··· Brano di testo ···
Non vi è inadempimento professionale e responsabilità del commercialista per versamenti di imposta omessi dal cliente, se l’erronea elaborazione degli importi dichiarati come dovuti è determinata sulla base dei dati forniti dallo stesso. In altri termini, non si può pretendere un’autonoma attivazione, da parte del professionista, finalizzata ad aggiornare la base dei dati in suo possesso per determinare correttamente il debito di imposta. A tali conclusioni è giunto il Giudice di pace di Taranto, con la sentenza 509/1/2018 depositata lo scorso 8 febbraio, affrontando una questione afferente l’omesso versamento di tributi locali (Ici), ma affermando princìpi che sono dirimenti per individuare limiti e profili della responsabilità contrattuale nel rapporto con la clientela anche in altri ambiti professionali.

Nel caso di specie, tre commercialisti associati venivano convenuti in giudizio e la parte attrice domandava la condanna degli stessi al risarcimento del danno asseritamente derivato dall’accertamento dei tributi omessi e relative sanzioni irrogate dall’ente impositore. Il cliente riteneva sussistesse un diritto alla rifusione per l’erronea elaborazione degli importi dovuti, mentre i commercialisti ritenendo che fosse onere precipuo del cliente informare il professionista delle avvenute modificazioni, respingevano come infondata la pretesa, in quanto il contribuente non aveva comunicato le variazioni dei dati immobiliari per la cui mancata indicazione era stato sanzionato.

La sentenza conferma che il commercialista non è esente da una possibile responsabilità di natura contrattuale nell’ambito di una prestazione d’opera professionale/intellettuale che trae la sua base normativa dagli articoli 2222 e successivi del Codice civile. Infatti, dall’onere di adempiere secondo correttezza e diligenza ben potrebbe anche scaturire il gravame di dover risarcire il danno subito dal cliente nel caso dell’inadempimento, o dell’inesatto adempimento. Si aggiunge, peraltro, che a carico del professionista che si renda colpevole di violazioni di carattere fiscale, accanto alla disciplina civilistica, potrebbe ben inserirsi anche la possibile attribuzione di sanzioni amministrative tributarie ai sensi del Dlgs 472/1997. Tuttavia, secondo il giudice tarantino, incombe sul cliente l’onere di fornire al commercialista tutti i dati utili e le relative variazioni che incidano sulla corretta liquidazione delle imposte, non spettando, invece, al commercialista il dovere di fare ricerche e visure di aggiornamento per verificare dati che non sono nel suo dominio.
··· Righe ···
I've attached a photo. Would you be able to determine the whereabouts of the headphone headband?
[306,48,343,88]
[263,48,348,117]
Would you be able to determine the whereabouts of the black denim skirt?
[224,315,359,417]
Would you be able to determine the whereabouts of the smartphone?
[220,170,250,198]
···
··· Righe ···
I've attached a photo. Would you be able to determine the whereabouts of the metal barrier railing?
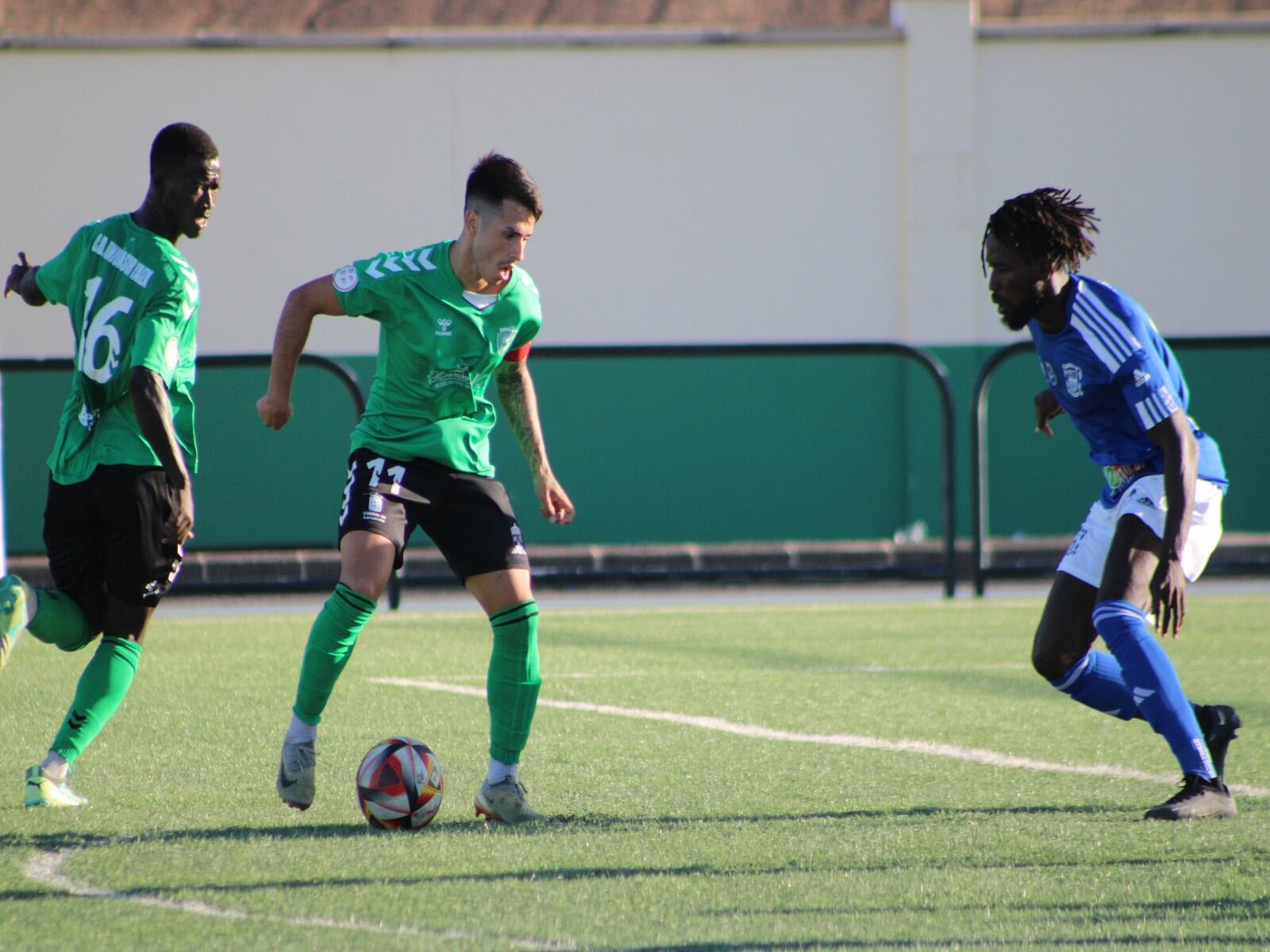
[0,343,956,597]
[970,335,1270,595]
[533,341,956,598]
···
··· Righe ···
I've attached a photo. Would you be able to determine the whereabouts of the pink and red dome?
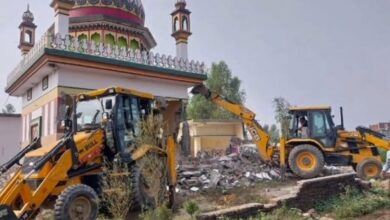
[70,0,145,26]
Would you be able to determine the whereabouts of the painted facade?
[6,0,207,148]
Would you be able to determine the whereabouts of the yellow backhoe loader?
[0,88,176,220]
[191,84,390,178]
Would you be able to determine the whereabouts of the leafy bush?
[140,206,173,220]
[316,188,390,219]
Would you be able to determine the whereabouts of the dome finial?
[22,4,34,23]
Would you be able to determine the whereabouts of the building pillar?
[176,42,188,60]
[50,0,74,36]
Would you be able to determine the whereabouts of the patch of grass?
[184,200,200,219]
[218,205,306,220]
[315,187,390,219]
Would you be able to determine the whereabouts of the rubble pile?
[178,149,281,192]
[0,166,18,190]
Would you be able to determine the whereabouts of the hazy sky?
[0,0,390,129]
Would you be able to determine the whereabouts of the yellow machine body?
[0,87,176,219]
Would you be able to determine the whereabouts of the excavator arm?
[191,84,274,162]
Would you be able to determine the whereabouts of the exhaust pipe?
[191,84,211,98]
···
Istruzioni del compito
Estrai senza modifiche il passo del testo sulla responsabilità del commercialista che va da "Non vi è inadempimento" fino a "altri ambiti professionali." incluso.

Risposta
Non vi è inadempimento professionale e responsabilità del commercialista per versamenti di imposta omessi dal cliente, se l’erronea elaborazione degli importi dichiarati come dovuti è determinata sulla base dei dati forniti dallo stesso. In altri termini, non si può pretendere un’autonoma attivazione, da parte del professionista, finalizzata ad aggiornare la base dei dati in suo possesso per determinare correttamente il debito di imposta. A tali conclusioni è giunto il Giudice di pace di Taranto, con la sentenza 509/1/2018 depositata lo scorso 8 febbraio, affrontando una questione afferente l’omesso versamento di tributi locali (Ici), ma affermando princìpi che sono dirimenti per individuare limiti e profili della responsabilità contrattuale nel rapporto con la clientela anche in altri ambiti professionali.